◆ **Texte à lire**

|---|

Notre-Dame de Paris : une reconstruction à l’identique est la solution la plus rapide

Notre-Dame de Paris : une reconstruction à l’identique est la solution la plus rapide

Où en sommes-nous, dix jours après l’incendie ? Voici ce qui a été fait, ce qui reste à faire avant d’aborder la phase de restauration proprement dite et un petit bilan des inquiétudes et des espoirs




Le GMH – Groupement des Entreprises de Restauration des Monuments Historiques – milite pour une restauration à l’identique et souligne que tout est disponible : les entreprises, les savoir-faire et les matériaux nécessaires.

 

Lors d’une seconde conférence de presse organisée le vendredi 26 avril, Gilles de Laage et Frédéric Létoffé, les deux co-présidents du GMH, ont réaffirmé leurs convictions : la restauration est le chemin le plus court vers la reconstruction et, avec un peu d’organisation, toutes les ressources nécessaires sont disponibles.

|---|

◆ **Données affichées**
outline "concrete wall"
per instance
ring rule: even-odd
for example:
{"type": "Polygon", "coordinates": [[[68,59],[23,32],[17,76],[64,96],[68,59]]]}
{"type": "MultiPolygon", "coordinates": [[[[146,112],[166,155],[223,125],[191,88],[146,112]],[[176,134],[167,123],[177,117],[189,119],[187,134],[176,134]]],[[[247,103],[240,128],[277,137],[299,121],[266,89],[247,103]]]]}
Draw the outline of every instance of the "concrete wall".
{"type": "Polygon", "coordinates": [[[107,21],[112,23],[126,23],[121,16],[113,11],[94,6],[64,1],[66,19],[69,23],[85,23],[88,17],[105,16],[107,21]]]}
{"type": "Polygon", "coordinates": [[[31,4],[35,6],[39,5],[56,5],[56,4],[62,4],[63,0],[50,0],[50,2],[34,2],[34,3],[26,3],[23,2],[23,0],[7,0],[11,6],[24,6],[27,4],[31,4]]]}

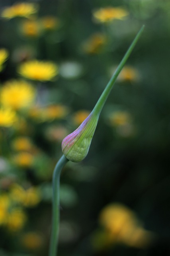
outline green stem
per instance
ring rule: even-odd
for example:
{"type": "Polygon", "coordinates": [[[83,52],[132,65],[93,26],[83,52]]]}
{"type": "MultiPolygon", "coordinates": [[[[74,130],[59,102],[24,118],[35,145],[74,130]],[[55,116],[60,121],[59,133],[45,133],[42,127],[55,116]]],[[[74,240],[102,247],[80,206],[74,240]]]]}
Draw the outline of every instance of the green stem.
{"type": "Polygon", "coordinates": [[[135,39],[133,40],[123,58],[121,62],[117,67],[115,73],[111,77],[110,81],[107,84],[106,87],[103,92],[103,93],[99,98],[98,102],[94,107],[93,112],[96,112],[98,114],[99,114],[113,86],[115,83],[115,82],[119,75],[120,72],[123,68],[125,64],[127,59],[130,56],[133,48],[134,48],[137,42],[139,37],[141,36],[142,33],[144,29],[145,26],[143,25],[137,35],[136,36],[135,39]]]}
{"type": "Polygon", "coordinates": [[[60,178],[61,170],[68,161],[63,155],[58,161],[53,176],[53,218],[49,256],[56,256],[60,221],[60,178]]]}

|---|

◆ **Consigne**
Comment traduire en anglais cette phrase du texte sur Notre-Dame de Paris : « Le GMH – Groupement des Entreprises de Restauration des Monuments Historiques – milite pour une restauration à l’identique et souligne que tout est disponible : les entreprises, les savoir-faire et les matériaux nécessaires. » ? Vous n'aurez pas besoin des items.

◆ **Solution**
The GMH – Groupement des Entreprises de Restauration des Monuments Historiques – is campaigning for an identical restoration and stresses that everything is available: the companies, the expertise and the necessary materials.